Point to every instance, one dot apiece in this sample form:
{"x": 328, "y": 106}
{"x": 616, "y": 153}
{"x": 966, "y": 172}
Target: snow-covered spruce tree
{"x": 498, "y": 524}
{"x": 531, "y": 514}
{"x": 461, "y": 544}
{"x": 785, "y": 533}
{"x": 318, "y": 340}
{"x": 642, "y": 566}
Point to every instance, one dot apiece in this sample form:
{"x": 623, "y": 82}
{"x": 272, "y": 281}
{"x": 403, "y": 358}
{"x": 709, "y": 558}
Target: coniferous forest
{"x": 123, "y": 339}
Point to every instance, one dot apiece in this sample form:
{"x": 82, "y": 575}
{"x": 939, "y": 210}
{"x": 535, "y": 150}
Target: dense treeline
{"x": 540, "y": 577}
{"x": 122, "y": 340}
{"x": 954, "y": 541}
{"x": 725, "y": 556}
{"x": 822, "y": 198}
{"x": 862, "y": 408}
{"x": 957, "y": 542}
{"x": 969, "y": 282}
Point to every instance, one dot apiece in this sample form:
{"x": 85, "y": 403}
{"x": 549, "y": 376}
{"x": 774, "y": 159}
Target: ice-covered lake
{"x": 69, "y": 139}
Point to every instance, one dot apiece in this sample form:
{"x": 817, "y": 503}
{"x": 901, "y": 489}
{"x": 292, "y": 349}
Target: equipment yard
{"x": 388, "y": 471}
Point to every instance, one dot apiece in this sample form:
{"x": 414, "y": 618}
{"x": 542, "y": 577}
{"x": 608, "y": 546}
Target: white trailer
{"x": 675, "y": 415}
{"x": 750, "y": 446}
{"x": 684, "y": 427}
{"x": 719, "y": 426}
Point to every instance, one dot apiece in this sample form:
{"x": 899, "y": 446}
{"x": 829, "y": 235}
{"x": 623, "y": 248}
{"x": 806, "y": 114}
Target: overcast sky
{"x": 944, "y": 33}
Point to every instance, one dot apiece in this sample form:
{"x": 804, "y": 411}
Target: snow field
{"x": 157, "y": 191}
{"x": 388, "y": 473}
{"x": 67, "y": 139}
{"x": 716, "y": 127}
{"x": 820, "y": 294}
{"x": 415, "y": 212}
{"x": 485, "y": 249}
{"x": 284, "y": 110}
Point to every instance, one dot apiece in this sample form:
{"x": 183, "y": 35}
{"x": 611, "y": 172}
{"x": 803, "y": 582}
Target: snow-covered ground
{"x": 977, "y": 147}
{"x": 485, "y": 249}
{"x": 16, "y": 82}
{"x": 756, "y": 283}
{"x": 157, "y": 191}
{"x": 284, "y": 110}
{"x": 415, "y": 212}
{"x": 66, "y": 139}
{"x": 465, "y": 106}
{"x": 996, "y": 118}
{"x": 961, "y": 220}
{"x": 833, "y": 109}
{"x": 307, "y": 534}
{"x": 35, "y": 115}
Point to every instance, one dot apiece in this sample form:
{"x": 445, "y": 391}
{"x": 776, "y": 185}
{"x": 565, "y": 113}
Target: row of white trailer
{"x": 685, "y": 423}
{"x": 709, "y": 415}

__Work to do__. Reproduce all the data word for word.

__Output for this exercise__.
Point to every instance, one dot apiece in this sample form:
{"x": 328, "y": 106}
{"x": 616, "y": 153}
{"x": 966, "y": 172}
Target: snow-covered spruce tree
{"x": 498, "y": 524}
{"x": 531, "y": 514}
{"x": 461, "y": 544}
{"x": 785, "y": 533}
{"x": 318, "y": 340}
{"x": 642, "y": 566}
Point to every instance, one dot apiece in this sample form:
{"x": 623, "y": 82}
{"x": 272, "y": 281}
{"x": 403, "y": 358}
{"x": 709, "y": 558}
Target: coniferous forest
{"x": 123, "y": 339}
Point to every instance, one dot apiece in this sample form:
{"x": 82, "y": 575}
{"x": 939, "y": 210}
{"x": 535, "y": 150}
Target: dense treeline
{"x": 540, "y": 577}
{"x": 122, "y": 340}
{"x": 954, "y": 541}
{"x": 725, "y": 556}
{"x": 822, "y": 198}
{"x": 862, "y": 408}
{"x": 957, "y": 542}
{"x": 969, "y": 282}
Point to every instance, one dot apiece in this sample form:
{"x": 85, "y": 403}
{"x": 549, "y": 376}
{"x": 774, "y": 159}
Target: ice-covered lake
{"x": 69, "y": 139}
Point to every instance, one dot apiece in this sample form:
{"x": 817, "y": 503}
{"x": 901, "y": 489}
{"x": 292, "y": 349}
Target: equipment yard
{"x": 388, "y": 471}
Point to every instance, one dot apiece in this sample form:
{"x": 414, "y": 618}
{"x": 542, "y": 577}
{"x": 608, "y": 546}
Target: white trailer
{"x": 675, "y": 415}
{"x": 750, "y": 446}
{"x": 684, "y": 427}
{"x": 719, "y": 426}
Point to every instance, one dot apiece in this sample form:
{"x": 899, "y": 446}
{"x": 829, "y": 235}
{"x": 623, "y": 248}
{"x": 806, "y": 114}
Target: overcast sky
{"x": 944, "y": 33}
Point to every instance, one dot apiece in this sample form:
{"x": 804, "y": 411}
Target: snow field
{"x": 157, "y": 191}
{"x": 388, "y": 473}
{"x": 67, "y": 139}
{"x": 716, "y": 127}
{"x": 820, "y": 294}
{"x": 415, "y": 212}
{"x": 485, "y": 249}
{"x": 284, "y": 110}
Point to every instance, one dot apiece in this sample form:
{"x": 183, "y": 35}
{"x": 611, "y": 172}
{"x": 803, "y": 582}
Target: snow-covered ground
{"x": 977, "y": 147}
{"x": 485, "y": 249}
{"x": 16, "y": 82}
{"x": 756, "y": 283}
{"x": 157, "y": 191}
{"x": 284, "y": 110}
{"x": 415, "y": 212}
{"x": 66, "y": 139}
{"x": 465, "y": 106}
{"x": 996, "y": 118}
{"x": 961, "y": 220}
{"x": 833, "y": 109}
{"x": 307, "y": 534}
{"x": 35, "y": 115}
Point to every instance, one dot apiece in this sample form:
{"x": 445, "y": 391}
{"x": 776, "y": 185}
{"x": 565, "y": 113}
Target: row of white trailer
{"x": 685, "y": 423}
{"x": 709, "y": 415}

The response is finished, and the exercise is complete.